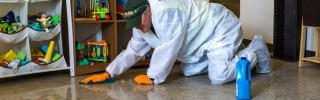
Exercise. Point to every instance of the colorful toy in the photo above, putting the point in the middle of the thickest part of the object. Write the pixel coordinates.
(9, 56)
(55, 20)
(80, 59)
(35, 54)
(35, 26)
(95, 49)
(100, 7)
(18, 19)
(9, 18)
(44, 19)
(3, 64)
(21, 55)
(148, 55)
(14, 64)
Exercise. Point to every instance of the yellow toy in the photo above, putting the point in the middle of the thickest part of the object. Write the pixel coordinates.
(95, 49)
(35, 54)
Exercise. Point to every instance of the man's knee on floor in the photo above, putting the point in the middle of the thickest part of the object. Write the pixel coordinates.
(219, 79)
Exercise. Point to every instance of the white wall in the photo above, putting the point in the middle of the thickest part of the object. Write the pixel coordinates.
(256, 17)
(311, 39)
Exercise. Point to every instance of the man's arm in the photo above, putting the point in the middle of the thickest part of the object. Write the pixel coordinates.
(137, 47)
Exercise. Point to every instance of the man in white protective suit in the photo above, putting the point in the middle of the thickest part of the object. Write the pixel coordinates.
(203, 36)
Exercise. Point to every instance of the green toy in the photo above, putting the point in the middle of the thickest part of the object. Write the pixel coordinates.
(55, 19)
(55, 57)
(83, 62)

--------------------------------------------------

Up to and including the last line of the records above, print exactly every line from the one that contains "Exercise. Point to every instance of the white" onward.

## Output of the task
Exercise. Point to every instance of the white wall in the photo above, putting the point in the middle of the thickest part of the object. Write the pixel coordinates.
(256, 17)
(311, 39)
Exercise. Point to every instance of the man's arm in the photo above, putting the point in the middle of the thickest part of the object. Write the pixel coordinates.
(137, 47)
Exercise. Point to every instance of the man in white protective suit in the photo above, putting the point in the middle of the thickest part of the object. Write the pixel coordinates.
(203, 36)
Exercise. Point to every instance of the green toy in the photo above, putting the point in the middle of the thickest part of the object. Write the pixel coordinates.
(55, 19)
(55, 57)
(83, 62)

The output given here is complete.